* Extrait choisi *
Fondements et conditions de la responsabilité civile.
Les obligations du notaire, du seul fait de son statut, justifient la rigueur du régime de responsabilité. Officier ministériel dont les actes font foi jusqu’à inscription de faux, il n’a pas droit à l’erreur. La mise en œuvre de cette responsabilité suppose la réunion de trois conditions classiques : la faute, le préjudice et le lien de causalité, conformément à l’article 1240 du Code civil [2] : « Tout fait quelconque de l’homme, qui cause à autrui un dommage, oblige celui par la faute duquel il est arrivé à le réparer ».
La masse conséquente des actes notariés, alliée à un droit de plus en plus complexe, rend la faute notariale plus fréquente. Cette « profession tournée vers l’avenir » (109e congrès des notaires de France à Lyon, discours de C. Taubira, Garde des Sceaux) a vu son niveau d’accès élevé au grade de master, mais la compétence ne se décrète pas : elle se forge dans l’expérience et la rigueur quotidienne.
L’appréciation de la faute notariale : du « bon notaire » à la jurisprudence contemporaine.
La jurisprudence est de plus en plus sévère à l’égard des notaires. La faute est appréciée in abstracto en considération du « bon notaire », officier ministériel normalement diligent [3]. Tout comportement divergent est sanctionnable. Cependant, la notion de diligence reste subjective et évolutive, dépendant des attentes de la société et du contexte juridique.
Jurisprudence récente : sévérité et précisions.
Cass. 1re civ., 10 juillet 2024, n°23-18.141 : le notaire commet une faute en authentifiant une convention illicite, notamment en matière de prestation compensatoire. La cour rappelle que le préjudice certain prime sur la perte de chance et impose une réparation intégrale.
Cass. 1re civ., 2 avril 2025, n°23-18.930 : la cour affirme que le devoir de conseil du notaire est absolu et s’étend à toutes les conséquences juridiques, fiscales et patrimoniales de l’acte. Le notaire doit prouver qu’il a informé ses clients de manière complète, notamment par des échanges écrits.
Cass. 1re civ., 27 mars 2024, n°22-13.041 : en matière de partage judiciaire, le juge peut renvoyer les parties devant le notaire pour instruire certaines contestations, renforçant ainsi le rôle du notaire dans la gestion des litiges successoraux.
Le devoir de conseil : une exigence renforcée et documentée.
L’acte notarié, acte authentique, engage lourdement le client. Le notaire doit délivrer à son client l’intégralité des conséquences qui naîtront de l’acte, quelles que soient les compétences du client [4].

Entrées enregistrées:

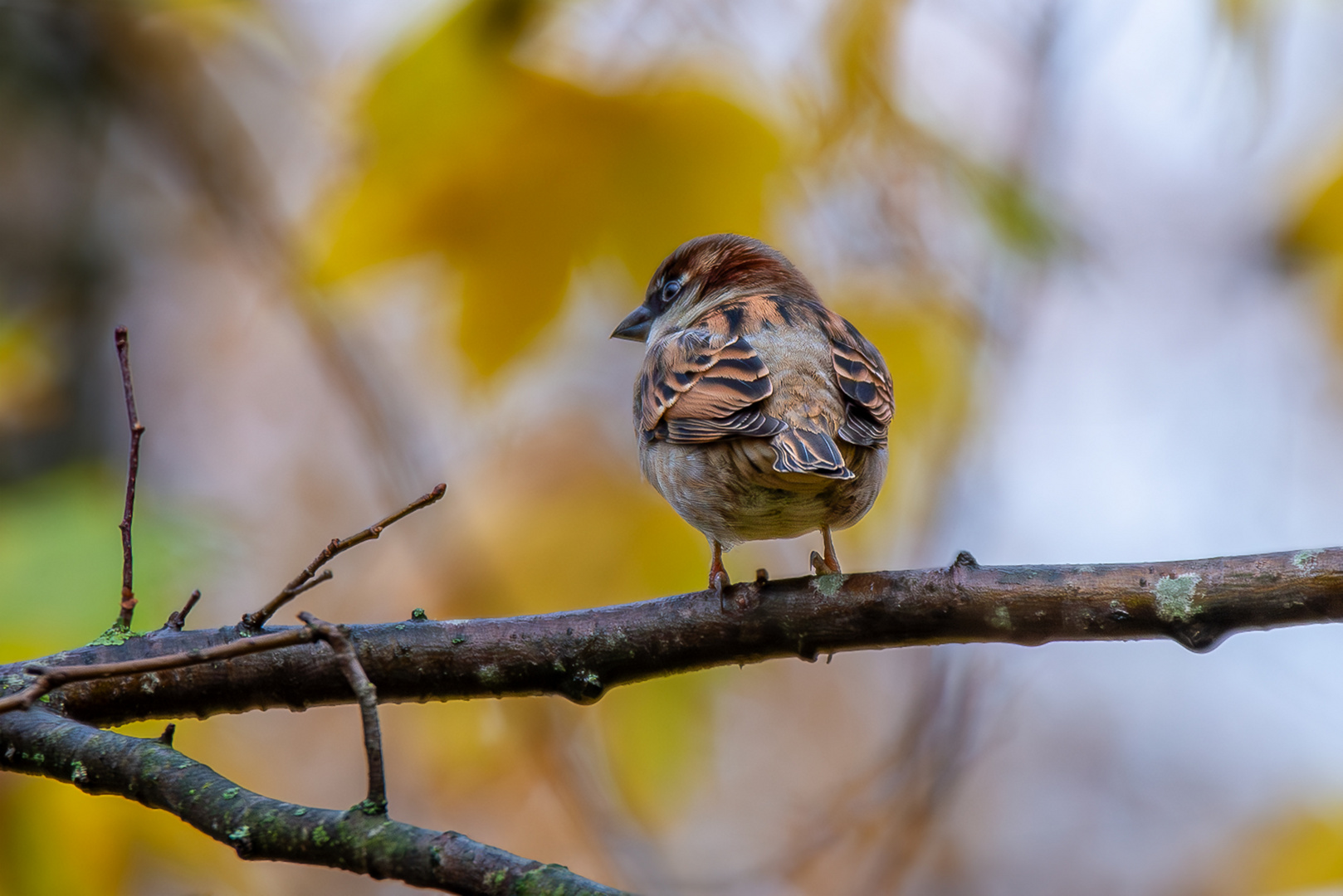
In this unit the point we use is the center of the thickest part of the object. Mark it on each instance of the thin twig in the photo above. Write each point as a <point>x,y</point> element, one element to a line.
<point>178,618</point>
<point>254,621</point>
<point>137,429</point>
<point>367,694</point>
<point>51,677</point>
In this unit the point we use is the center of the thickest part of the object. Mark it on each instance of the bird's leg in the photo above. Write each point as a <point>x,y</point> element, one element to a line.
<point>829,563</point>
<point>717,574</point>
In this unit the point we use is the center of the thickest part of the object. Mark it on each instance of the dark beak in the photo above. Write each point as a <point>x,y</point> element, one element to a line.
<point>636,325</point>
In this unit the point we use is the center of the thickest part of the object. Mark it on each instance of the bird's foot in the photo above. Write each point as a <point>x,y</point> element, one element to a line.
<point>717,582</point>
<point>821,566</point>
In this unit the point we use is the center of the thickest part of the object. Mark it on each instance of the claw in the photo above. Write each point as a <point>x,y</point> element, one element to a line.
<point>830,562</point>
<point>719,575</point>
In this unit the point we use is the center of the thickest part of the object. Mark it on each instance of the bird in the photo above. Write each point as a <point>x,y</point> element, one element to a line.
<point>759,412</point>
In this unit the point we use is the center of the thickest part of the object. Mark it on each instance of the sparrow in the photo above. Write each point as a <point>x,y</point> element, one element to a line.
<point>759,412</point>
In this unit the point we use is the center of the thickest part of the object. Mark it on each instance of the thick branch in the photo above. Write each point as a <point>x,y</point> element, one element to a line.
<point>154,774</point>
<point>51,677</point>
<point>582,653</point>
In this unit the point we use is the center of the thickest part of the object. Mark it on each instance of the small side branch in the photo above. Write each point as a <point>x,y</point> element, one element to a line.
<point>128,594</point>
<point>178,618</point>
<point>376,801</point>
<point>258,828</point>
<point>256,621</point>
<point>51,677</point>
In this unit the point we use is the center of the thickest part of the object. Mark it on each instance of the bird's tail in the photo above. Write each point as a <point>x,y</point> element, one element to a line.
<point>808,451</point>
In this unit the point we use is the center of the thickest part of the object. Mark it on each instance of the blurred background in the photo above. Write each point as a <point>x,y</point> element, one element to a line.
<point>369,246</point>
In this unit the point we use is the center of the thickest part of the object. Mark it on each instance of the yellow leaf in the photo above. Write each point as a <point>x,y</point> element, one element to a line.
<point>515,178</point>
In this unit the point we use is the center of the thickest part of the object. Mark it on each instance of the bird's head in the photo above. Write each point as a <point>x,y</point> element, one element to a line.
<point>706,271</point>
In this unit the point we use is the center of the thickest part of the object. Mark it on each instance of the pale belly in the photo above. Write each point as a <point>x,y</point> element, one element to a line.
<point>730,492</point>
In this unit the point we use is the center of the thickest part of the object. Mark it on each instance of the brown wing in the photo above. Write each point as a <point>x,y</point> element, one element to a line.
<point>700,386</point>
<point>865,383</point>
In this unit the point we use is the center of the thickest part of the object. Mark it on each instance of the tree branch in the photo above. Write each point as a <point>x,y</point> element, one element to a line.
<point>376,801</point>
<point>582,653</point>
<point>128,594</point>
<point>254,622</point>
<point>258,828</point>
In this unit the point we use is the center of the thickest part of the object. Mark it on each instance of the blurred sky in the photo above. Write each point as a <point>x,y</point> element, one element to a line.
<point>1062,222</point>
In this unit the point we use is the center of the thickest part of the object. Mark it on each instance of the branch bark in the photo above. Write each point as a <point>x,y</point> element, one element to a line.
<point>582,653</point>
<point>147,770</point>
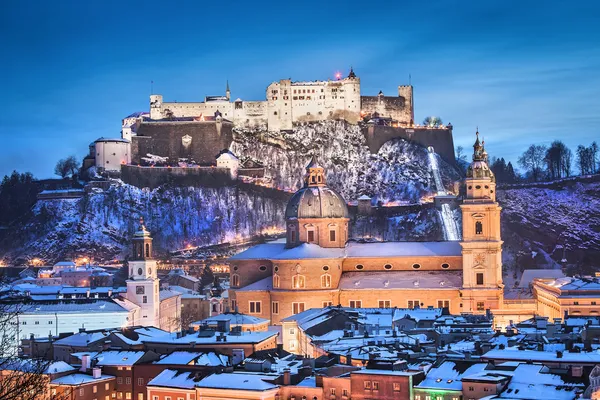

* Consigne écrite *
Prolongez l'extrait sur la responsabilité civile du notaire à la suite de sa dernière phrase.

* Résultat de la tâche *
L’impartialité s’impose : il ne saurait accepter un acte qui néglige les intérêts d’un client occasionnel au profit d’un client habituel [5].
Le devoir de conseil, aujourd’hui qualifié d’absolu, implique une information complète sur les conséquences juridiques, fiscales et patrimoniales de l’acte. La jurisprudence impose une traçabilité accrue : le notaire doit archiver ses conseils, privilégier les échanges écrits et s’assurer de la compréhension des parties. Ce devoir ne disparaît pas même si l’acte est gratuit ou si le notaire n’en est que le correcteur [6].
L’intervention et la défausse du notaire.
Le notaire engage sa responsabilité dès lors qu’il participe à la rédaction d’un acte, conférant l’authenticité par sa signature et son sceau. Il doit s’assurer que les parties comprennent pleinement la portée de leurs engagements. Hors cas de force majeure ou mensonge avéré du client, il ne saurait s’exonérer. Même dans ces hypothèses, s’il apparaît qu’il avait connaissance d’un risque ou qu’il aurait pu informer ses clients en anonymisant les éléments confidentiels, sa responsabilité peut être retenue.
Critères et illustrations de la faute notariale.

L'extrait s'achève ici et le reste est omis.